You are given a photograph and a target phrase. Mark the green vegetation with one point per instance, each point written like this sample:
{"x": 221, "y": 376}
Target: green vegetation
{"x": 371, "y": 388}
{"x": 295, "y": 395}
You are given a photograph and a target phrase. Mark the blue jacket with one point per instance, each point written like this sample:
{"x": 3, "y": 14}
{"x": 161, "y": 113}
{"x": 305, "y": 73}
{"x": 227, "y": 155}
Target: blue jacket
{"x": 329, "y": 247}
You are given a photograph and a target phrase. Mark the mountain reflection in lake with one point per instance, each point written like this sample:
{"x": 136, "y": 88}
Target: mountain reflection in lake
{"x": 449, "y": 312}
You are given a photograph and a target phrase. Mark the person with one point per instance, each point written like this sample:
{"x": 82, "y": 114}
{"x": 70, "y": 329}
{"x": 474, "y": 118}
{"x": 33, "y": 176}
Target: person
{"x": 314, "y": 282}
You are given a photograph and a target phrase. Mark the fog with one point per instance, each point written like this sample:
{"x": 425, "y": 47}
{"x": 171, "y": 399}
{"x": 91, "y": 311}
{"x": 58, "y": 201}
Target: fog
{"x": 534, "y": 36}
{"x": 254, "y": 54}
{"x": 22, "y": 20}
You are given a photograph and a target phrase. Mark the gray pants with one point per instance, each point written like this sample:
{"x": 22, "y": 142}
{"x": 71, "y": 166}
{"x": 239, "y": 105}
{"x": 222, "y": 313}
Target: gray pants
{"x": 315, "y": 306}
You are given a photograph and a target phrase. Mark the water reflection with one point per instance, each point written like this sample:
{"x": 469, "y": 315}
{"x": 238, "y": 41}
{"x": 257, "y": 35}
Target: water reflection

────────────────────────────────────────

EXERCISE PROMPT | Copy each line of the listing that carries the string "point".

EXERCISE RESULT |
You are given a photograph and a target phrase. Mark the green vegetation with one point per instance, each point written like this sample:
You are given a photograph and a target phrase. Mark the blue jacket with one point per instance, each point written like this sample:
You are given a photograph and a target phrase. Mark the mountain reflection in lake with one point per instance, each point written like this sample:
You are given a photograph and a target phrase. Mark the person with one point per instance, each point written like this sample:
You are given a photograph and a target phrase. Mark the fog with one point per instance, each point written like this sample:
You are given a photograph and a target phrase. Mark the gray pants with one point per instance, each point written like this sample:
You are given a photograph and a target phrase. Mark the water reflection with one point per instance, each point written like this sample:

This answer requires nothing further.